*Text shown*.
--------------------------------------------------

The iconic chain announced in March that it planned to close 60 locations across North America this year, but had no specific comment on its Canadian locations, which at the time numbered 18.

“While consumer behaviour has shifted toward online shopping, the global pandemic has changed what consumers expect from a retailer,” the company’s statement at the time said. “Disney will remain flexible in its approach and continue to evolve its retail strategy to best meet the needs of consumers when and where they want.”

Since then, two stores in B.C. and one in Ontario have closed. It now appears as though almost all the remaining stores are slated to close down within weeks.

The chain currently has three locations in Vancouver, two in Calgary, two in Edmonton, one in Winnipeg, one in Ottawa five in the Greater Toronto Area and two elsewhere in Ontario. According to the store locator map on the company’s Canadian website, all but two of the GTA stores say they will be closed as of Aug. 18.

A spokesperson for Disney did not immediately reply to a request for comment on the fate of the two GTA stores not apparently slated for closure according to the chain’s website: one in the Eaton Centre downtown, and one in Scarborough in the eastern end of the city.

Shift to online

Retail analyst Bruce Winder says Disney has likely found more efficient ways to drive its brand and merchandise.

He says he expects the company will eventually connect its e-commerce platform shopDisney to its subscription streaming service Disney+.

The closure of Disney stores in Canada is part of sweeping changes hitting the retail industry and malls, Winder says.

“Malls are going to change considerably in terms of what they do and how they operate and what kind of stores are in there,” he says.

--------------------------------------------------

*Source data*.
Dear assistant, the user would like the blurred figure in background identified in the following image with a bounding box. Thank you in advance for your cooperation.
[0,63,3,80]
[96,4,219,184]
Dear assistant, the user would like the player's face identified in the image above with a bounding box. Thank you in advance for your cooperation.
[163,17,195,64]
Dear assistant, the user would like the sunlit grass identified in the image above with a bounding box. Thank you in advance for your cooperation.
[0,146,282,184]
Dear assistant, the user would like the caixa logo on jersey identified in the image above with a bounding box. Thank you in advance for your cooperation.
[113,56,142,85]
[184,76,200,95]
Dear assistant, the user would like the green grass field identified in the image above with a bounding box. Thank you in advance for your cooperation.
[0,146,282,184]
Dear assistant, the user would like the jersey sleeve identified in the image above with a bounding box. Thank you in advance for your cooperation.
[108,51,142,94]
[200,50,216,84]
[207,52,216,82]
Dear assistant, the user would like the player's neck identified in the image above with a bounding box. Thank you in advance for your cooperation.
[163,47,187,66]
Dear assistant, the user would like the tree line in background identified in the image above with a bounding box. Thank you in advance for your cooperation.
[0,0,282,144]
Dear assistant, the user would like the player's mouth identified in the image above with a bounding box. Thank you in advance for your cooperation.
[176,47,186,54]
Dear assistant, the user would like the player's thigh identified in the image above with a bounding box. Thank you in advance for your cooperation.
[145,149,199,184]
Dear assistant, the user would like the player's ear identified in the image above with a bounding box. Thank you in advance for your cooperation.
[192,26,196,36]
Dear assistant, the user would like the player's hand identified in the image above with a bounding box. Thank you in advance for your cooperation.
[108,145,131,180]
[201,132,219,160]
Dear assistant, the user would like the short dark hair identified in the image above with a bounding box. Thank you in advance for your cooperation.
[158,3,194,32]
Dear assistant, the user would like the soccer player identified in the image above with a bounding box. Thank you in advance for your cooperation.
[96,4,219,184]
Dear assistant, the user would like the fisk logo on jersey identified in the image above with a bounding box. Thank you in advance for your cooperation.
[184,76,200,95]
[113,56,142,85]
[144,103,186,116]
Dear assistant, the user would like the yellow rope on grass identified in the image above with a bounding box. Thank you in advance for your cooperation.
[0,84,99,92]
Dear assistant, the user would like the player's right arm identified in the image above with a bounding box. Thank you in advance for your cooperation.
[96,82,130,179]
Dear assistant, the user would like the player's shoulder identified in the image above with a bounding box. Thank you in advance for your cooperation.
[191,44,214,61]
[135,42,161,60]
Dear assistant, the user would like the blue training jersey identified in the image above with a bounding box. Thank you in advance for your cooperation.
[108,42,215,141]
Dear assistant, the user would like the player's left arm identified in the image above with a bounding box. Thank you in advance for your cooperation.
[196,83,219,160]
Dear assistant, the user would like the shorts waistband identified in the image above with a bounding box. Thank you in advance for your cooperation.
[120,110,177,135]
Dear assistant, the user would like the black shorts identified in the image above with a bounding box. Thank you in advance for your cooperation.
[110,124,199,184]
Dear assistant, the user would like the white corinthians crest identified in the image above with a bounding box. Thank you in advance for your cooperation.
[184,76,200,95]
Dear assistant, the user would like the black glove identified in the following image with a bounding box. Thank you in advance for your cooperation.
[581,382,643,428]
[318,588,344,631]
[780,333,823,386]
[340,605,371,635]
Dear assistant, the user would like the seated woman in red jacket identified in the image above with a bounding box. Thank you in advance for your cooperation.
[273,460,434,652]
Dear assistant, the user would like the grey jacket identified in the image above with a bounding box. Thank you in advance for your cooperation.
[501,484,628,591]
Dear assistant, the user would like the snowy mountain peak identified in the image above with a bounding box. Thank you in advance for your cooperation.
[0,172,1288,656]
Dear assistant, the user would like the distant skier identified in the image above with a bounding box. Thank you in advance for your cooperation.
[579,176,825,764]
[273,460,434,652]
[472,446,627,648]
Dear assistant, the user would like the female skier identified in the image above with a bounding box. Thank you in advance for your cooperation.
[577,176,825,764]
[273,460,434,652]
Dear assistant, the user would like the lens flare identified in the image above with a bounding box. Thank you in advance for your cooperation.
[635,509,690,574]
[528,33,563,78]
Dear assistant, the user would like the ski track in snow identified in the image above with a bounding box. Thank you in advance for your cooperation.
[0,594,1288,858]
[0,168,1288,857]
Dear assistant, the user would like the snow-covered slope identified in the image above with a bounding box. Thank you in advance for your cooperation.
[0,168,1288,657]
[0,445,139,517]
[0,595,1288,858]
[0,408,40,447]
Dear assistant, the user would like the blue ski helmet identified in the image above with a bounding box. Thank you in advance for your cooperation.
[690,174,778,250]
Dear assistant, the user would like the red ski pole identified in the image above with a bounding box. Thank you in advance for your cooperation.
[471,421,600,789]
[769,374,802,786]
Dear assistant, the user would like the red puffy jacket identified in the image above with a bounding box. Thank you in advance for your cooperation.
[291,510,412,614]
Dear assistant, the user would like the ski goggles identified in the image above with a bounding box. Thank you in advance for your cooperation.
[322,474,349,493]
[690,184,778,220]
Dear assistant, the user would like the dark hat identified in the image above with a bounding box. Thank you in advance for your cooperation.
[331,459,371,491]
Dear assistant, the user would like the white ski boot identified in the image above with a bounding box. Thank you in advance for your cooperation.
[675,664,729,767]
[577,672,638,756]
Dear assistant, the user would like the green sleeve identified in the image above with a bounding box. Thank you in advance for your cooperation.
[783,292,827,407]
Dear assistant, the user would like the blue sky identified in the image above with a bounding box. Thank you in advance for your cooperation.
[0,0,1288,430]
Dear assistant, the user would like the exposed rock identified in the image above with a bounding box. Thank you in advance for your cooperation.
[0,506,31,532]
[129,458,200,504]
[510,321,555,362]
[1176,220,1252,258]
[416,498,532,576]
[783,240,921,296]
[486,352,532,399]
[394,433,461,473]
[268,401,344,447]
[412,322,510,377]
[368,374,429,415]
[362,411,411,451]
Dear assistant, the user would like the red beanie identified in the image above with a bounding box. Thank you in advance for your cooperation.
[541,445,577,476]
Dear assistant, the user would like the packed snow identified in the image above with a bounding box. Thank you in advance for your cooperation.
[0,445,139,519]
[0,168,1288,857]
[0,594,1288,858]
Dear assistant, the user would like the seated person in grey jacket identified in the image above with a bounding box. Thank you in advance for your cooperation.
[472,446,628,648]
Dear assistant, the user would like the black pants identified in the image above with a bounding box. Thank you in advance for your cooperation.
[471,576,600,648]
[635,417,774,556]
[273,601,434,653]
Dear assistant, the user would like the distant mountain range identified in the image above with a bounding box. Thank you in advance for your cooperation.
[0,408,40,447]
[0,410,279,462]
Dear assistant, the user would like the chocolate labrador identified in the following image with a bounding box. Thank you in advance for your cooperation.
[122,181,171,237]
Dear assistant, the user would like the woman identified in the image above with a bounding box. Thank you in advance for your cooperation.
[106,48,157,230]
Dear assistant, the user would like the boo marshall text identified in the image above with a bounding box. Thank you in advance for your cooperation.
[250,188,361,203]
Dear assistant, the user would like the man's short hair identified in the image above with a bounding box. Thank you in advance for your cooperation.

--------------------------------------------------

*Tasks for this exercise*.
a) In the Disney store closures text, give the passage between "A spokesperson for" and "brand and merchandise.", inclusive, again, and substitute "representative" for "spokesperson".
b) Translate this sentence from the Disney store closures text into Spanish: "Retail analyst Bruce Winder says Disney has likely found more efficient ways to drive its brand and merchandise."
c) Answer these questions from the Disney store closures text:
(i) How many locations across North America did the chain announce in March that it planned to close this year?
(ii) According to the store locator map, as of what date will all but two of the GTA stores be closed?
(iii) What is the name of the subscription streaming service Winder expects to be connected to shopDisney?

*Task-by-task outputs*.
a)
A representative for Disney did not immediately reply to a request for comment on the fate of the two GTA stores not apparently slated for closure according to the chain’s website: one in the Eaton Centre downtown, and one in Scarborough in the eastern end of the city.

Shift to online

Retail analyst Bruce Winder says Disney has likely found more efficient ways to drive its brand and merchandise.

b) El analista de comercio minorista Bruce Winder dice que Disney probablemente ha encontrado formas más eficientes de impulsar su marca y su mercancía.

c)
(i) 60
(ii) Aug. 18
(iii) Disney+